- **Exercise details**: Update the records below by replacing "pin" with "dot" throughout, leaving everything else unchanged.

- **Records for the task**:
--- START ---

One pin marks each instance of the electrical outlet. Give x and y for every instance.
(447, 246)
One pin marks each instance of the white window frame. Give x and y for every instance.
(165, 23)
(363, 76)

--- END ---

- **Worked answer**:
One dot marks each instance of the electrical outlet. Give x and y for every instance.
(447, 246)
One dot marks each instance of the white window frame. Give x and y for every instance.
(165, 23)
(363, 76)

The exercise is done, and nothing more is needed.